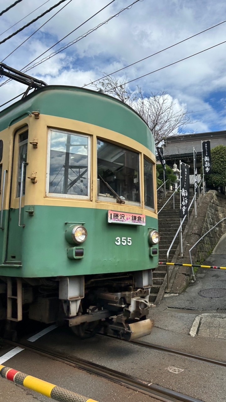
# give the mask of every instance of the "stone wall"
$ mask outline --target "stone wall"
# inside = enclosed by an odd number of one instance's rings
[[[226,197],[218,191],[210,190],[202,197],[201,204],[197,208],[196,219],[193,217],[191,234],[186,236],[185,242],[189,245],[186,247],[184,257],[189,257],[189,250],[192,246],[224,218],[226,218]],[[225,233],[226,219],[208,233],[193,249],[193,261],[203,263]]]
[[[198,202],[197,201],[197,204]],[[201,197],[201,205],[197,206],[195,219],[193,210],[190,219],[190,234],[187,225],[183,236],[183,257],[179,256],[177,248],[172,262],[190,264],[189,250],[205,233],[219,221],[226,218],[226,197],[218,191],[211,190]],[[201,265],[211,253],[223,234],[226,233],[226,219],[203,237],[191,250],[193,264]],[[188,286],[191,278],[191,268],[170,267],[171,293],[181,293]]]

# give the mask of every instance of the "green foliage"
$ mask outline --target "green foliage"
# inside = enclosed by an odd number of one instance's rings
[[[226,186],[226,146],[218,145],[211,150],[212,172],[205,175],[208,187],[217,189],[221,187],[221,192],[224,192]]]
[[[166,165],[166,172],[165,174],[165,179],[166,180],[169,180],[171,183],[174,183],[175,181],[176,181],[177,180],[177,177],[176,177],[175,174],[173,174],[173,169],[170,168],[169,166],[168,166]],[[162,183],[163,183],[164,180],[164,175],[163,175],[163,168],[160,164],[158,164],[156,165],[156,170],[158,172],[157,177],[158,179],[160,179]],[[169,187],[169,183],[168,181],[167,182],[166,185],[166,187],[168,188]]]

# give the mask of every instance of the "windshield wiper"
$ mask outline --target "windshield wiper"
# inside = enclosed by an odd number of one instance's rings
[[[109,186],[108,183],[107,183],[107,181],[105,181],[105,180],[104,180],[103,177],[101,177],[100,174],[98,174],[98,175],[100,178],[101,178],[103,183],[104,183],[105,185],[106,185],[107,187],[108,187],[108,188],[110,189],[112,193],[113,193],[114,195],[115,195],[115,197],[117,197],[117,198],[118,199],[117,200],[117,203],[119,203],[119,204],[125,204],[124,200],[121,199],[121,197],[118,194],[117,194],[116,191],[115,191],[114,190],[113,190],[113,189],[111,188],[111,186]]]

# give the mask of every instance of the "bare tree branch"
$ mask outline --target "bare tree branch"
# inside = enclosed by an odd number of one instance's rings
[[[131,91],[125,85],[126,81],[126,77],[120,80],[109,76],[93,86],[126,103],[138,113],[152,131],[156,145],[193,122],[187,111],[181,109],[176,111],[175,102],[165,91],[150,92],[144,96],[138,86],[136,91]]]

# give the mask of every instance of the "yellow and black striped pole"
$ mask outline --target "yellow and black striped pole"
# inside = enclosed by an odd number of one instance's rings
[[[214,265],[197,265],[195,264],[177,264],[175,263],[160,263],[159,265],[178,265],[179,267],[196,267],[198,268],[208,268],[209,269],[226,269],[226,267],[216,267]]]
[[[72,391],[53,385],[46,381],[24,374],[21,371],[0,364],[0,375],[2,378],[12,381],[16,384],[39,392],[60,402],[97,402]]]

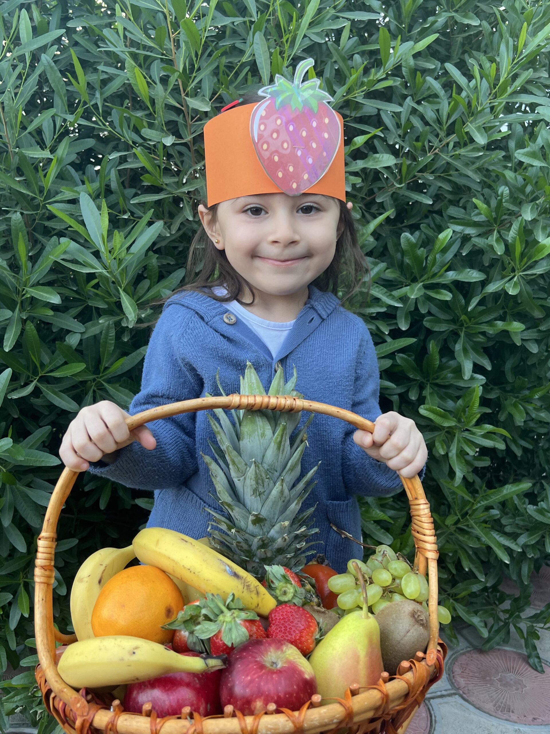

——

Your task: How many of the lines above contain the word "stone"? Give only the number.

Result of the task: 2